Present the data below as a numbered list, leaving out any blank lines.

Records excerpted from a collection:
☆ ☆ ☆ ☆

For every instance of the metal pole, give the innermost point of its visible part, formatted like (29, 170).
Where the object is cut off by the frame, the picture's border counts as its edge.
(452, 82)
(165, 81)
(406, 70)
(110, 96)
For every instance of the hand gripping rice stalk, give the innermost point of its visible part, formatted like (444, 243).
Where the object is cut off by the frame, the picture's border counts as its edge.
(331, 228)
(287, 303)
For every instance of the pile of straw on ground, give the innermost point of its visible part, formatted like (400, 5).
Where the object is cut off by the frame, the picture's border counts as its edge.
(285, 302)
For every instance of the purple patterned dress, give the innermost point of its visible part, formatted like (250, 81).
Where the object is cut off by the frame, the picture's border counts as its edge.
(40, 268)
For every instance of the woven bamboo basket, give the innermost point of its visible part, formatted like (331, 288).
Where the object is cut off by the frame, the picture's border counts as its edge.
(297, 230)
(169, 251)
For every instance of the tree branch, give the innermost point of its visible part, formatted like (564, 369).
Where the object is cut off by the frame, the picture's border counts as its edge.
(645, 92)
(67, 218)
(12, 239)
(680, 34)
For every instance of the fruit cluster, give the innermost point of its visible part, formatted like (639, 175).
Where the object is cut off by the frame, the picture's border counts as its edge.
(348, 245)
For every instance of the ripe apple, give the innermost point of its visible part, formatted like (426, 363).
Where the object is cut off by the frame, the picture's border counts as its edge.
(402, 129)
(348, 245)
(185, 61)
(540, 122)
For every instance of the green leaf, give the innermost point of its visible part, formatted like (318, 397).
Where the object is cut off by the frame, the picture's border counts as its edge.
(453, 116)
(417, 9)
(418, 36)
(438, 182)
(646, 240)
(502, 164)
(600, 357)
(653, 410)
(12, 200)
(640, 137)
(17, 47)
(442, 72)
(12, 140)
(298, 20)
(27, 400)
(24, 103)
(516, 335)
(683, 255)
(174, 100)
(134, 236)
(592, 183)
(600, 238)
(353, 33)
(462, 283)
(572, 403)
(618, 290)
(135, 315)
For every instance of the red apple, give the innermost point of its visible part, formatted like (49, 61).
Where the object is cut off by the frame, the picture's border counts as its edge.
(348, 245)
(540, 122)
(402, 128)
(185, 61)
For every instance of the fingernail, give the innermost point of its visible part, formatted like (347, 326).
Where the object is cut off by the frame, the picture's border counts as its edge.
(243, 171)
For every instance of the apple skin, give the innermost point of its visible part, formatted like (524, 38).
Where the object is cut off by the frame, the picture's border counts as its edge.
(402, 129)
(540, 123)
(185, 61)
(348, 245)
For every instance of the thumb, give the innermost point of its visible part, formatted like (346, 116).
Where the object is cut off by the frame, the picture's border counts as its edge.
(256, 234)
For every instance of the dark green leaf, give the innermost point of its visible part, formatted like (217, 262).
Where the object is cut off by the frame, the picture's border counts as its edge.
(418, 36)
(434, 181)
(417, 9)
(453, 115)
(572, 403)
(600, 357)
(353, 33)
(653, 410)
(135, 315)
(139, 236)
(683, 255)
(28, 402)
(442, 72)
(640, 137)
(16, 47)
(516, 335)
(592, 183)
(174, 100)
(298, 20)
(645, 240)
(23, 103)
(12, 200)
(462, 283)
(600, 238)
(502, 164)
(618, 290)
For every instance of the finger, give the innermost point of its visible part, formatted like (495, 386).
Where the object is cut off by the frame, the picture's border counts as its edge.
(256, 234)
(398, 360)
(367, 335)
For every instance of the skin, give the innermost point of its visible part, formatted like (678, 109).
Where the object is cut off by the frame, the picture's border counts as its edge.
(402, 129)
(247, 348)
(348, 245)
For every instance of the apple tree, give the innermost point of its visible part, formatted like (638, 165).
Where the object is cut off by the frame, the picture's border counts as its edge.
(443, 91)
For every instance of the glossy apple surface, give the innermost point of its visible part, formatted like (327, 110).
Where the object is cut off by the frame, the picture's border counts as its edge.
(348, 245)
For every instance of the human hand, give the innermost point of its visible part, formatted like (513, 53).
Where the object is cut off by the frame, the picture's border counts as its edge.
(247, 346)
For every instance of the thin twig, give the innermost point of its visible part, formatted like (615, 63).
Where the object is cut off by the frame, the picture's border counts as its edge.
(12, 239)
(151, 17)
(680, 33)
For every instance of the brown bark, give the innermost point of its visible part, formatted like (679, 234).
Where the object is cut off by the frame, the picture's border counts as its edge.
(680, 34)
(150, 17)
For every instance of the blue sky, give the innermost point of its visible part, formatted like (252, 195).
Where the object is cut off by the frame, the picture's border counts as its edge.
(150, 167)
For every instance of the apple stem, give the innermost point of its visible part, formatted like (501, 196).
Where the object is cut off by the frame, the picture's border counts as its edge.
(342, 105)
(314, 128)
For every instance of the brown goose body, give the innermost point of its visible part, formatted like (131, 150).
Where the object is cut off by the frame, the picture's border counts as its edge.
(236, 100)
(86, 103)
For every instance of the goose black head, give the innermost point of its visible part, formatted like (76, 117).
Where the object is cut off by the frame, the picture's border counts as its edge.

☆ ☆ ☆ ☆

* _Exercise output_
1. For every instance of the metal pole, give the innermost point of its visible part, formatted like (29, 170).
2. Where the object is cut off by the frame, the picture's border counts as its edge.
3. (452, 82)
4. (165, 81)
5. (406, 70)
6. (110, 96)
7. For every instance of the hand gripping rice stalk, give the innermost point of its visible part, formatted like (444, 243).
8. Where the object is cut off by the frame, the picture's border counts as its edge.
9. (331, 228)
10. (287, 303)
11. For every instance of the pile of straw on ground, give the innermost point of its visible part, formatted like (400, 5).
12. Where the object is cut off by the frame, the picture's border counts as its edge.
13. (285, 302)
14. For every instance of the purple patterned dress, give the innermost point of its visible part, formatted like (250, 81).
15. Where the object is cut off by the frame, the picture's border counts as its edge.
16. (40, 268)
17. For every instance of the woven bamboo basket, give the innermost point of its visible part, formatted like (331, 288).
18. Where the object is cut off by the frame, the picture's border counts as its edge.
19. (297, 230)
20. (169, 251)
21. For every instance of the tree branch, give the innermost point of its visible part, formatted like (564, 369).
22. Where the object is cut off by the frame, the picture's border counts as its edge.
23. (645, 92)
24. (67, 218)
25. (12, 239)
26. (680, 34)
27. For every instance of the fruit cluster, give the innermost point of its visible part, formatted like (639, 175).
28. Where the object is cut off by the frame, the picture's border counts as its edge.
29. (348, 245)
30. For every instance of the ripe apple, give the innermost point of its visible part, formatted like (426, 363).
31. Where the object is cut off by the frame, the picture's border counts as its edge.
32. (402, 129)
33. (348, 245)
34. (185, 61)
35. (540, 122)
36. For every instance of the green leaf, give the innermost point of its visible part, formatted like (318, 397).
37. Where the object is cut off by the frame, the picture's border counts as its edge.
38. (453, 116)
39. (417, 9)
40. (418, 36)
41. (438, 182)
42. (646, 240)
43. (502, 164)
44. (600, 357)
45. (653, 410)
46. (12, 200)
47. (640, 137)
48. (17, 47)
49. (442, 72)
50. (12, 140)
51. (298, 20)
52. (27, 400)
53. (24, 103)
54. (516, 335)
55. (683, 255)
56. (174, 100)
57. (134, 236)
58. (592, 183)
59. (600, 238)
60. (353, 33)
61. (462, 283)
62. (572, 403)
63. (618, 290)
64. (135, 315)
65. For every instance of the red apple, give the innermost point of its visible part, formatted like (49, 61).
66. Where the object is cut off by the frame, the picture's border counts as its edge.
67. (348, 245)
68. (540, 122)
69. (402, 128)
70. (185, 61)
71. For every instance of the fingernail, give the innermost point of its visible part, formatted like (347, 326).
72. Where the object is cut off by the frame, the picture's border counts as its edge.
73. (243, 171)
74. For every instance of the apple skin, give the innermost point of its visible part, formatted like (524, 38).
75. Where the object is cut off by the frame, the picture's border counts as its edge.
76. (402, 129)
77. (540, 123)
78. (185, 61)
79. (348, 245)
80. For every instance of the thumb, give the innermost point of its visible part, formatted like (346, 116).
81. Where the object is cut off by the frame, the picture's border counts as its edge.
82. (256, 234)
83. For every instance of the dark green leaf, give the innermost point of its visible part, formatted like (217, 262).
84. Where the object is cut off by the frame, the picture's border counts as its edge.
85. (418, 36)
86. (434, 181)
87. (417, 9)
88. (453, 115)
89. (572, 403)
90. (600, 357)
91. (353, 33)
92. (653, 410)
93. (135, 315)
94. (139, 236)
95. (683, 255)
96. (28, 402)
97. (442, 72)
98. (640, 137)
99. (16, 47)
100. (516, 335)
101. (592, 183)
102. (174, 100)
103. (298, 20)
104. (645, 240)
105. (23, 103)
106. (12, 200)
107. (462, 283)
108. (600, 238)
109. (502, 164)
110. (618, 290)
111. For every instance of the finger, give the innermost point of its visible part, formatted like (495, 386).
112. Where the object is cut off by the frame, the picture's border counts as its edge.
113. (256, 234)
114. (398, 360)
115. (367, 335)
116. For every instance of the skin, give the innermost point of its visible part, formatted like (678, 109).
117. Where the object is cut off by the frame, the picture's border counts as its edge.
118. (402, 129)
119. (247, 348)
120. (348, 245)
121. For every instance of the apple tree, give the innermost point of its visible part, formatted like (638, 165).
122. Where the object is cut off by the frame, the picture's border counts as its edge.
123. (443, 91)
124. For every instance of the glossy apple surface, give the innermost point of its visible part, formatted like (327, 110).
125. Where the object is cut off by the frame, the picture's border counts as its edge.
126. (348, 245)
127. For every instance of the human hand, give the innermost point of its visible part, formatted like (513, 53).
128. Where the object is cut off by the frame, the picture's border counts as its edge.
129. (247, 346)
130. For every instance of the thin twig, give the innermost point of its visible part, formatted like (615, 63).
131. Where the object is cut off by the frame, the picture's border counts as its edge.
132. (12, 239)
133. (151, 17)
134. (680, 33)
135. For every instance of the brown bark, give the innermost point of its visible part, formatted like (679, 234).
136. Where the object is cut off by the frame, the picture's border counts as its edge.
137. (680, 34)
138. (150, 17)
139. For every instance of the blue sky, give the innermost point of its visible part, formatted like (252, 195).
140. Where the object is cut off by the frame, the picture's border counts as its edge.
141. (150, 167)
142. For every instance of the apple stem, give the innermost point of its visible part, formatted like (501, 196).
143. Where the object is cut off by the frame, the picture's border counts as its edge.
144. (342, 105)
145. (314, 128)
146. For every instance of the brown goose body, give the innermost point of its visible part, formatted like (131, 150).
147. Where the object is cut off by the frame, the picture's border counts as its edge.
148. (236, 100)
149. (86, 103)
150. For every instance of the goose black head, give the innermost point of its visible part, formatted like (76, 117).
151. Where the object is cut off by the frame, the picture's border counts as its edge.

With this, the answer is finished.